╭─ ENTRIES

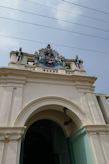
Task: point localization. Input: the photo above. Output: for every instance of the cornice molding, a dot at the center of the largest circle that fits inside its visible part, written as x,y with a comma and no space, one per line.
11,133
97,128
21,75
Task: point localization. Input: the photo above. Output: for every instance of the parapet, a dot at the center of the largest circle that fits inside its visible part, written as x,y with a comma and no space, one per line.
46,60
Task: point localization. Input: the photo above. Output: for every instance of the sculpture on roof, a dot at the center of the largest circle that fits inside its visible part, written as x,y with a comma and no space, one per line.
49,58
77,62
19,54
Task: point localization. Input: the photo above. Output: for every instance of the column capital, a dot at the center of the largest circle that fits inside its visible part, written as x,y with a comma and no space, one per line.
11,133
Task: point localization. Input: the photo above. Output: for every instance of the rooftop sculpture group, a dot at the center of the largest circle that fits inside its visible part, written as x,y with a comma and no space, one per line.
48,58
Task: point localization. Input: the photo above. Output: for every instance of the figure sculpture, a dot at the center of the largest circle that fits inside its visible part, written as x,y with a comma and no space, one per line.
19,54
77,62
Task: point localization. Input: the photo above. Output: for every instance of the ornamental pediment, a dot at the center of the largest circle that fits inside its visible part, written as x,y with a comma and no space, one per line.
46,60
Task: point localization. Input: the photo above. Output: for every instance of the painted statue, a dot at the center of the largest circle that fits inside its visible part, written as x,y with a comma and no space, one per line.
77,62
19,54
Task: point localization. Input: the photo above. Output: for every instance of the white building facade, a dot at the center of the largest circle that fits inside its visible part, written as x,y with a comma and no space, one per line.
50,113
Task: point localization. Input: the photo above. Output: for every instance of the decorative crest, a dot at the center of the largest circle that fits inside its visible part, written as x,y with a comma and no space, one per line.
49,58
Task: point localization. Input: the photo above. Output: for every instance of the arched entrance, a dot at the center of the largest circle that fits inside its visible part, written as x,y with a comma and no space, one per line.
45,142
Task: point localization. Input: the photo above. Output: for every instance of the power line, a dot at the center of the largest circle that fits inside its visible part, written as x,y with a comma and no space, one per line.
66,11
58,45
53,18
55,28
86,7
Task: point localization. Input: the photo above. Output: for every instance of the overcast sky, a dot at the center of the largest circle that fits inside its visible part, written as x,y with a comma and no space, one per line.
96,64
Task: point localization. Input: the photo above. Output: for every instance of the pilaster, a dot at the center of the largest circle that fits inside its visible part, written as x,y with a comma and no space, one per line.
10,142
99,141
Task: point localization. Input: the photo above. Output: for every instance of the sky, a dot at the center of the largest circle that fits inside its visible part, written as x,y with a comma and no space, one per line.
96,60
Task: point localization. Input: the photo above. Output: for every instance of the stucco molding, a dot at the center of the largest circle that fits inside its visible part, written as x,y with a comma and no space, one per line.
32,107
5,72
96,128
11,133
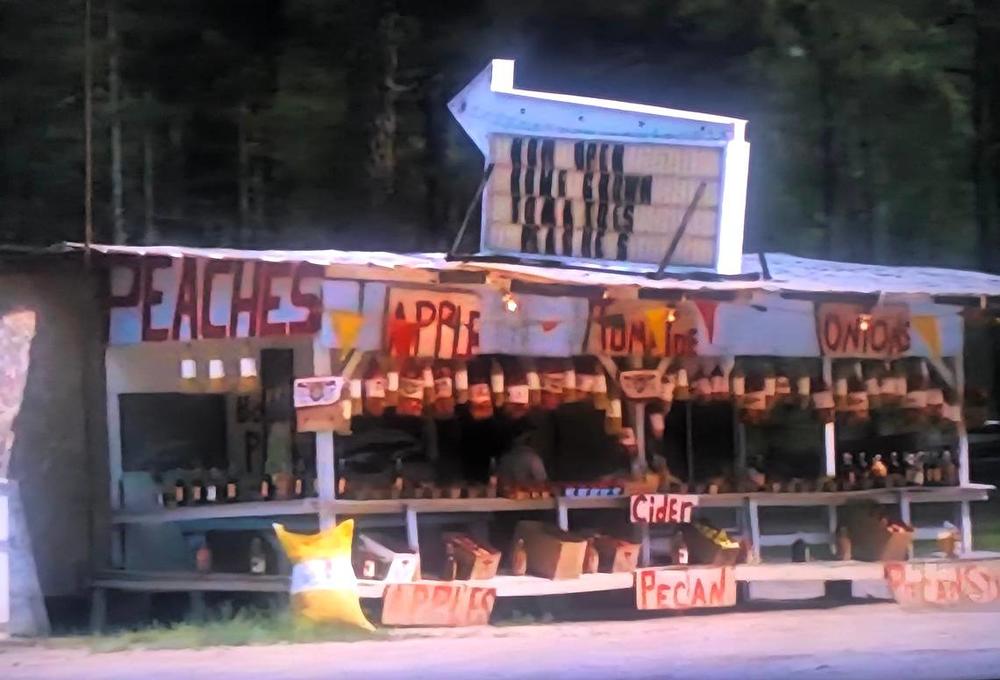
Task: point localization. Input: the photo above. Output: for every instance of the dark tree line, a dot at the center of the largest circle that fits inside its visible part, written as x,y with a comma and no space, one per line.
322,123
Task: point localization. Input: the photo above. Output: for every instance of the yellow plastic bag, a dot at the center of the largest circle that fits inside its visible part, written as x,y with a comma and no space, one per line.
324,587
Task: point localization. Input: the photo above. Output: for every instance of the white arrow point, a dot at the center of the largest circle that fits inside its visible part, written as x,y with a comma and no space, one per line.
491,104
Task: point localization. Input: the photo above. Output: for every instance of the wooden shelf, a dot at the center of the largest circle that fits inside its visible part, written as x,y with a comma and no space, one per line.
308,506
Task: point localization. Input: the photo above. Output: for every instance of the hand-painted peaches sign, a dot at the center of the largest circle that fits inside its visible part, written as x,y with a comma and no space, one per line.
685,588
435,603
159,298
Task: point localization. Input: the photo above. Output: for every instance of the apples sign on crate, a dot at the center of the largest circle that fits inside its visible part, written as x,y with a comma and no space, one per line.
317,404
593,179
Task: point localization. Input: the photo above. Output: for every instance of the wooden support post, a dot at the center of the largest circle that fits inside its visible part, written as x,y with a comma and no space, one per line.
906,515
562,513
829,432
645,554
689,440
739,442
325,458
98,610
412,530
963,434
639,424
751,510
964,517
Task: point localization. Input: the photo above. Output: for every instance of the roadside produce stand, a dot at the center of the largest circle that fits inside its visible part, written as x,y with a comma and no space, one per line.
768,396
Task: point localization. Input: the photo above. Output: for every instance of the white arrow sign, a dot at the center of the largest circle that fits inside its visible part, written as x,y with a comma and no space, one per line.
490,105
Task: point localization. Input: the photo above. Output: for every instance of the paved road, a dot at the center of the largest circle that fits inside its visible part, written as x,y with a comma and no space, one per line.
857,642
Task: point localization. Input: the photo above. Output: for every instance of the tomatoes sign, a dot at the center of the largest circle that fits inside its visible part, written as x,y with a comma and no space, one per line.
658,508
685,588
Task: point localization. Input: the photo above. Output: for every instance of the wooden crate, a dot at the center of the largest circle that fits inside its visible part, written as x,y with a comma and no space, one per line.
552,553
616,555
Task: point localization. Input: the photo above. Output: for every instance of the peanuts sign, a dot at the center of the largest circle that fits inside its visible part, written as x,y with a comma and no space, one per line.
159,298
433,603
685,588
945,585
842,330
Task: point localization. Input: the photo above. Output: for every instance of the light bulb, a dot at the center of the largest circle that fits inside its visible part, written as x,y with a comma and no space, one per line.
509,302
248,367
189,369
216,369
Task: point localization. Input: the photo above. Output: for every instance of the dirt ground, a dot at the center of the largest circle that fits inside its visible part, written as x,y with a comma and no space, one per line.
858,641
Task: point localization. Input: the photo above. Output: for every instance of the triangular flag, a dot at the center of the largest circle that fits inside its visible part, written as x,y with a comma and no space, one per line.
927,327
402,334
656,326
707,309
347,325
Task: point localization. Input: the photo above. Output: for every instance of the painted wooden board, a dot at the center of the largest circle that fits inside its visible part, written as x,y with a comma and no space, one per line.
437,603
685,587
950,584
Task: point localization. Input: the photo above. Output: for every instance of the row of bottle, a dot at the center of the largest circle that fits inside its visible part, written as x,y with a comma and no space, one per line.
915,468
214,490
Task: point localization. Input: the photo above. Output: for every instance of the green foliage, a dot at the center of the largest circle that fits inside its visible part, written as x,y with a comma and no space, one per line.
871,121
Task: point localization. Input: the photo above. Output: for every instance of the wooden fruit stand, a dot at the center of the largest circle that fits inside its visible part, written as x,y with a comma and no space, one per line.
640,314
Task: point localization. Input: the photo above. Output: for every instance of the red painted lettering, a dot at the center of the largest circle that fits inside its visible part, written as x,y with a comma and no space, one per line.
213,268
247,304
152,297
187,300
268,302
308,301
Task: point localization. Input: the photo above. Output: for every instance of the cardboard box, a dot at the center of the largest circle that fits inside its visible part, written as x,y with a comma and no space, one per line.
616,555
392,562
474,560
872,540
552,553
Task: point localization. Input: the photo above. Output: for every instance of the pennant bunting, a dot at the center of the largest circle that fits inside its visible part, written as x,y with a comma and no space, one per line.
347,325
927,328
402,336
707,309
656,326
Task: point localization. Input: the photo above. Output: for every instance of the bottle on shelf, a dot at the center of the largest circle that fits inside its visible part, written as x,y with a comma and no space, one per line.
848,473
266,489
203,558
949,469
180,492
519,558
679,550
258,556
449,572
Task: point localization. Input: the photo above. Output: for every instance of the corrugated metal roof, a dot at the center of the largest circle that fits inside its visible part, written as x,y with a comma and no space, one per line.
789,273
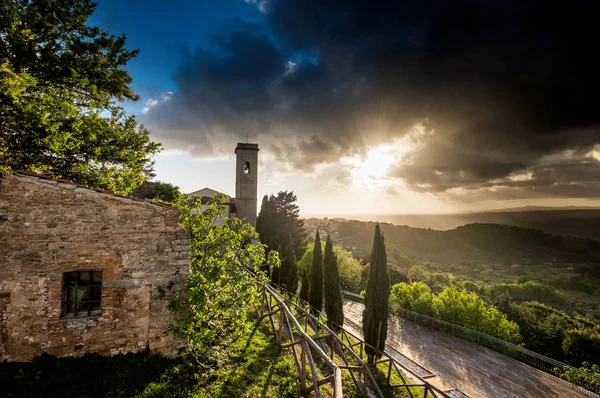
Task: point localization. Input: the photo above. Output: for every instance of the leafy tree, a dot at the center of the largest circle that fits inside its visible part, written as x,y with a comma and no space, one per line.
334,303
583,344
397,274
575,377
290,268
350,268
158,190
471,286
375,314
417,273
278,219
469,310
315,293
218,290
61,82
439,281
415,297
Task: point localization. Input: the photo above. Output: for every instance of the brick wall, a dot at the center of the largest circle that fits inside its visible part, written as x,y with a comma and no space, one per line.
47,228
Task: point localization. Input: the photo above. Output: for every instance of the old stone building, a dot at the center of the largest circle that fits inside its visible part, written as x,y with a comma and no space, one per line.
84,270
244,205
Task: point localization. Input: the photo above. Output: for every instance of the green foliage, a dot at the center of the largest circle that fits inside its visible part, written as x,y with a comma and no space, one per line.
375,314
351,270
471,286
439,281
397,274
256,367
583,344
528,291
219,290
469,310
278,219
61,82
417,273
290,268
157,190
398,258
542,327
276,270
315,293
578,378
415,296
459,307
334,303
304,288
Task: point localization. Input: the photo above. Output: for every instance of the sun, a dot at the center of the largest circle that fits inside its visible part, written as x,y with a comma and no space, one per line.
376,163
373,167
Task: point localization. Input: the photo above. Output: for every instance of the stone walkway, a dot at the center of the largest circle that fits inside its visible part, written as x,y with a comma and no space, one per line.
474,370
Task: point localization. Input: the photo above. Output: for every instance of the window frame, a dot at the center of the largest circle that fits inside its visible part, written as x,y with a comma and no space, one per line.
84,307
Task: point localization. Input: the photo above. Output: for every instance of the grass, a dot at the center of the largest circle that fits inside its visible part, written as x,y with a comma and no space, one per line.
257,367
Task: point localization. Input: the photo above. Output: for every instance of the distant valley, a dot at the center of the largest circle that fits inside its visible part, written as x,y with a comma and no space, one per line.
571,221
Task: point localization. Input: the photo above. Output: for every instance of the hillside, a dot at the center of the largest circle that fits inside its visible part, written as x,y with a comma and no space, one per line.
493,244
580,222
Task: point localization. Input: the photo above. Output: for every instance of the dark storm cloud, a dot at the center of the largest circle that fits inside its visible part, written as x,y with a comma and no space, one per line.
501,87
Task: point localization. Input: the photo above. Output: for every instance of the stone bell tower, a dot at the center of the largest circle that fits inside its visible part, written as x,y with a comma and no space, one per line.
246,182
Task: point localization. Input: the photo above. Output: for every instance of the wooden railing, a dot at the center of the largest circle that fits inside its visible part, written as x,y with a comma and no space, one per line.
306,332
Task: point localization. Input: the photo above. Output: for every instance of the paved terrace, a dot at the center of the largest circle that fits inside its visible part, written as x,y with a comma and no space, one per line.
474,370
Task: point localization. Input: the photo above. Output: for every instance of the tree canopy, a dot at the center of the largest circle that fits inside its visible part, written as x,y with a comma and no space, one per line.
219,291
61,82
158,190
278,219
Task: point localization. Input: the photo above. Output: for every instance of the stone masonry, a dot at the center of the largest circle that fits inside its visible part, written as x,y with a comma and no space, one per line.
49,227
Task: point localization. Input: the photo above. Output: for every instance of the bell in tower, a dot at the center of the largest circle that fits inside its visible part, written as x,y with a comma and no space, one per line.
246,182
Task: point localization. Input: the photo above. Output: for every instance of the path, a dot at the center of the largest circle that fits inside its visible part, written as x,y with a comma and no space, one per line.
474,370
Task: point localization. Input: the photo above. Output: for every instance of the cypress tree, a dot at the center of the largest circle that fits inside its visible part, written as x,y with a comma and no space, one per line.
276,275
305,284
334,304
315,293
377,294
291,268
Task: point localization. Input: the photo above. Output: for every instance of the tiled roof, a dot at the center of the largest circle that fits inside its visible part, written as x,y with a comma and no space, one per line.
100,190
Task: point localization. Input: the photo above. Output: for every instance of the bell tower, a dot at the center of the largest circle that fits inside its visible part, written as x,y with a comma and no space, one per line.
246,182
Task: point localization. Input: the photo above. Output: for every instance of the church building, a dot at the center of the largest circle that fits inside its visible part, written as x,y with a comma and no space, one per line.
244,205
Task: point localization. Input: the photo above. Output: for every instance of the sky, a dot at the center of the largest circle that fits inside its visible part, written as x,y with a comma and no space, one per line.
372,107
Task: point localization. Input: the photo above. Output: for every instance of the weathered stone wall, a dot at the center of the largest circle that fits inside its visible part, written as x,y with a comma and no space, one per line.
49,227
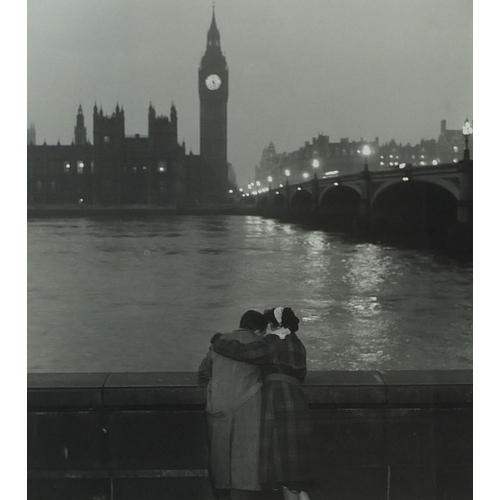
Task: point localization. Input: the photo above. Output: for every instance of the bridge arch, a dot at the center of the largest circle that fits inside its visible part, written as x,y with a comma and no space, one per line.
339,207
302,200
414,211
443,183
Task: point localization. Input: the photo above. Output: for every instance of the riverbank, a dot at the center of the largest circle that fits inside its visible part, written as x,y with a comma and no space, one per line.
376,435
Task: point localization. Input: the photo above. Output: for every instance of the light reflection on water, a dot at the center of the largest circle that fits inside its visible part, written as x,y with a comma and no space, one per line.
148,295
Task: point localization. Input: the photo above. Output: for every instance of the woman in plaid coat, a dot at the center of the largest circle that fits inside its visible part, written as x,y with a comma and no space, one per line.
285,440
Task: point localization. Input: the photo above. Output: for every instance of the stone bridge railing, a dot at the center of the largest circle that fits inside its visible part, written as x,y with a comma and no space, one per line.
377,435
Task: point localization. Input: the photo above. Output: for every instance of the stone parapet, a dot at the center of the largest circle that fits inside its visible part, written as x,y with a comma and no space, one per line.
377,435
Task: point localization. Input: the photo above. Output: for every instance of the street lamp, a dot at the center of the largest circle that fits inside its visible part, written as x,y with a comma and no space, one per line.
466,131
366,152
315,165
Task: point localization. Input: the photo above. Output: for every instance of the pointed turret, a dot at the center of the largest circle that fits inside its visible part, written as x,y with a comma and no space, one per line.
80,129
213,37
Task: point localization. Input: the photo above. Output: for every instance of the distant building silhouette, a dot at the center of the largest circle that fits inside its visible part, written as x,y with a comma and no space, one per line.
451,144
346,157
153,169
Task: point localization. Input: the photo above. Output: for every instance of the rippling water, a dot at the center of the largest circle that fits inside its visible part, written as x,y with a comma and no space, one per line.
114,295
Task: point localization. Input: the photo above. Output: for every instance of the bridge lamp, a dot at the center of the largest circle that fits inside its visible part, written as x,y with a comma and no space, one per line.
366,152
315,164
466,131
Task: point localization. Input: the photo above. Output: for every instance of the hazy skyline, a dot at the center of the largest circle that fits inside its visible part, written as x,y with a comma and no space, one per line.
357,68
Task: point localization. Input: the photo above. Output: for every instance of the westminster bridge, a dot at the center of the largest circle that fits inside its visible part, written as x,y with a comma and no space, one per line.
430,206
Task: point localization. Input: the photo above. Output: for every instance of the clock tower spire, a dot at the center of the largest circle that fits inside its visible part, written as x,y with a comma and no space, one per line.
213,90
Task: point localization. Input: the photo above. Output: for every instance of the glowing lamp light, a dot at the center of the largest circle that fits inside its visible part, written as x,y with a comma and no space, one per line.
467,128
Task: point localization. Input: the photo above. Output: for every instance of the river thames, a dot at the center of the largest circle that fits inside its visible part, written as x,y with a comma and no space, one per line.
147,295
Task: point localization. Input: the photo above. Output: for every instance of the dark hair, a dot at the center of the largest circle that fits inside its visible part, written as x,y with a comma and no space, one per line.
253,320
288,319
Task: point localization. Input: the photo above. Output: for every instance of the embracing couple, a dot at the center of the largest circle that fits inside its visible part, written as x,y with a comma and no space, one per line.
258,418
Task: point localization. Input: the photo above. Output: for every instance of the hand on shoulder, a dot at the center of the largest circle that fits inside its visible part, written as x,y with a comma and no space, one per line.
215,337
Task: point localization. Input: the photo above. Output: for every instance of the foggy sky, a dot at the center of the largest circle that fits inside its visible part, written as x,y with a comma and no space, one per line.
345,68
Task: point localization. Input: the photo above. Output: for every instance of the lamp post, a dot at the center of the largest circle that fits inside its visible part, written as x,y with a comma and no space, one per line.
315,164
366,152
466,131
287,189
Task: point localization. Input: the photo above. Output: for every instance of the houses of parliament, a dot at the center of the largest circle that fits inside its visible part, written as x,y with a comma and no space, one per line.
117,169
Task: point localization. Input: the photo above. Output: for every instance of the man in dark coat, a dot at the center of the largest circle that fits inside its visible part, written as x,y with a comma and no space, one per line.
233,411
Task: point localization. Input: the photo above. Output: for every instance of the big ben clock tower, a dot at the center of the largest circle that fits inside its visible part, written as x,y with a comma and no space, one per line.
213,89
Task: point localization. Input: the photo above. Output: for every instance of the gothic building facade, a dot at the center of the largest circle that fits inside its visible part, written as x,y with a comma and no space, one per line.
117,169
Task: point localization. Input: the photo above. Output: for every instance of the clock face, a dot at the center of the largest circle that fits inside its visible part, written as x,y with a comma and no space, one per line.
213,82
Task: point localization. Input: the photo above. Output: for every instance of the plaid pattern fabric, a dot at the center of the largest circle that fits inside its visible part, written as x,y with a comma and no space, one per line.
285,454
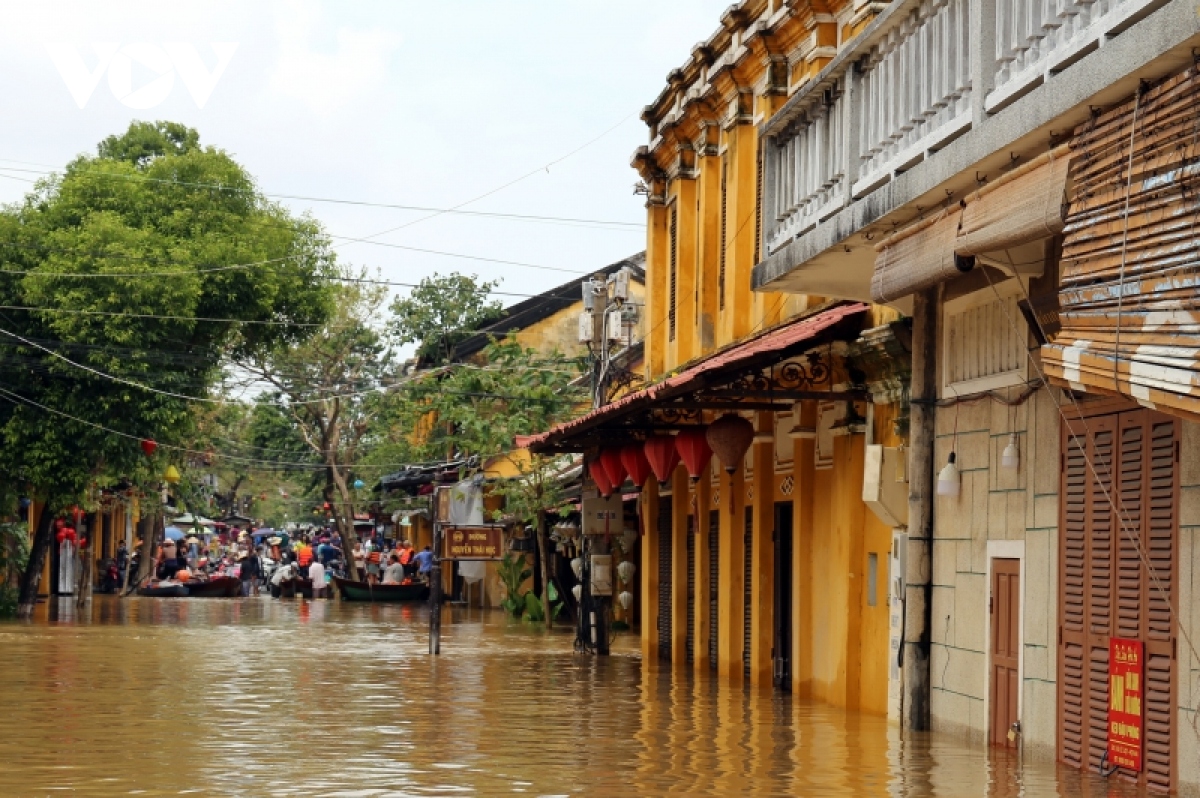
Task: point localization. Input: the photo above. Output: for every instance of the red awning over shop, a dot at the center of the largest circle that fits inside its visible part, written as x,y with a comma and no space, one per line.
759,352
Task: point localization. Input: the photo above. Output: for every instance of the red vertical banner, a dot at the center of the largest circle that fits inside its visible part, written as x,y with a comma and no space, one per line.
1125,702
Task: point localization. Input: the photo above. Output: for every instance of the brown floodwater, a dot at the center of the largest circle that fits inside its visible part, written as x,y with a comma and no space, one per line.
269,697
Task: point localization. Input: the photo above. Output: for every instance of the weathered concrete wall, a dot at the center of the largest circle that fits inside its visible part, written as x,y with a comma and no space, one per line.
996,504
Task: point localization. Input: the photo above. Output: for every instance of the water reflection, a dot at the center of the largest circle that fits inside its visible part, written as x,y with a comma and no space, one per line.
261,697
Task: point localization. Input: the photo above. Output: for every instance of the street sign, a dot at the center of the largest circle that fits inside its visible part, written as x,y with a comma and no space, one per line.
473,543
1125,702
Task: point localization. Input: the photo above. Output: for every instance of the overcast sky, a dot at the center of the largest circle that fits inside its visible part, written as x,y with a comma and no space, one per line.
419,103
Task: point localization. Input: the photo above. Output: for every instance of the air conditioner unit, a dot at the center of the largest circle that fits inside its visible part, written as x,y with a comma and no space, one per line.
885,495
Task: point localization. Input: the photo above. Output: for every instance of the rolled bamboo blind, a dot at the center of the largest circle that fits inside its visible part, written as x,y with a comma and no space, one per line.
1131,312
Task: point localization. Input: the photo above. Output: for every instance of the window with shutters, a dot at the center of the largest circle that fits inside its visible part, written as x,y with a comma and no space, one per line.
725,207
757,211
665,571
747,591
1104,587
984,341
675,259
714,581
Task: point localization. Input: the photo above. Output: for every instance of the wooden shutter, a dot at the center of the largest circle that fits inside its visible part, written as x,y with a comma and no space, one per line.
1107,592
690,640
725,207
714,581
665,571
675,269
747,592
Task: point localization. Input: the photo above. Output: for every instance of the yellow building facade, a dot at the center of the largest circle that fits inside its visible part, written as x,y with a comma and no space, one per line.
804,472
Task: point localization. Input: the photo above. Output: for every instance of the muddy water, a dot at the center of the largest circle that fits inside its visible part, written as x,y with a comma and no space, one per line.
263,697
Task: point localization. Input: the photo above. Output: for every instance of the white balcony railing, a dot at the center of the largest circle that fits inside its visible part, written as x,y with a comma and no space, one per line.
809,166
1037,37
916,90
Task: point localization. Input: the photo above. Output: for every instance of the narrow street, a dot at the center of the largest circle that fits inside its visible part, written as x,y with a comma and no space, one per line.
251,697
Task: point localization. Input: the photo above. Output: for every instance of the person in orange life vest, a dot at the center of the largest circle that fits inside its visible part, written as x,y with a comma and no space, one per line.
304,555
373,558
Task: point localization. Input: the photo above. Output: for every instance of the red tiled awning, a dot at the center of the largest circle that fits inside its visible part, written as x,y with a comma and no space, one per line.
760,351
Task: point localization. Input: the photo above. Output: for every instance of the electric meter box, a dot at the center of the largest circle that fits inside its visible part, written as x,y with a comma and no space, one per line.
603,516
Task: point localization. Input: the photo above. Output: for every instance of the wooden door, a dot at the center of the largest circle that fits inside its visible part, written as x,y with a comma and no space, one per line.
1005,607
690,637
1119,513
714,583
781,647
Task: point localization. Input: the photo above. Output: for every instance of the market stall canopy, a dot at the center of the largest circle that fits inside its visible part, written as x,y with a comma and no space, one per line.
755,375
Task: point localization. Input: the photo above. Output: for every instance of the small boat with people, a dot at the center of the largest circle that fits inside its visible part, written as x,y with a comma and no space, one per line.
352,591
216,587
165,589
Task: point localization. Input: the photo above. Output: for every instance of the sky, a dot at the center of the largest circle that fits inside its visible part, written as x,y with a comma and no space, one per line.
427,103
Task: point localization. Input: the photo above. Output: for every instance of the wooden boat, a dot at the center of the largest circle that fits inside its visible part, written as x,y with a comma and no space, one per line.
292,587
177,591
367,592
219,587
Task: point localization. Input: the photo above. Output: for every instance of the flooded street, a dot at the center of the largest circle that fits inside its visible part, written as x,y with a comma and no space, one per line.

╰─

WORK REQUIRED: Output, unchanged, the lines from the line with "the red tiled" through the final line of the material.

SOLUTION BELOW:
Task: point localization. Input: the photo above. Output: for every instance of the red tiled awning, a dot at the center of the largest circle that fits inside its visible part, written as x,y with a comma and no space, one per line.
760,351
Task: point localization. Input: the photo above. Output: for every instance of the electric meter box, a dot at the center of the largest circle that fits inside its visible part, written as x,y with a comma and no space, one per line.
603,516
Task: point localization. Input: the photo above. Output: for every instance of the wooden door, a dot at the center of the largest circle that fits inside its visible part, written as x,y with a comma and no space, one per line.
1005,607
690,637
1119,513
714,583
781,647
Task: point localization. Input: the photo above. Output: for every instance of the market stall canopy, a dot at the center of the largest circle that fits inside its visible part, written as x,y with a comma and no space, one per line.
755,375
Task: point localization. Input: the photo above. Output: for every instance of the small boat with people, a dot at the center of the largest circle that fits inside its visible part, written as x,y with a comma and no space, one per line.
352,591
216,587
165,589
Task: point localization. Input: the photo above. Output: for every instance of the sky, a dot at the center of the largest circle that fits inside its visible part, written as x,y with a comma and no space, one per line.
427,103
Task: point localization. Input: the photo above. Output: for every instance of the wooden boat, a dot at the center of the largest circle that fits inside its visible part, written as x,y with a comma and no space, one per line.
292,587
177,591
367,592
219,587
Task: point localization. Input: the photo above. Output: for every instance of the flooded street, a dot at the center of the largest circle that fits inside its visible part, written as x,y with a comma and no space, one per line.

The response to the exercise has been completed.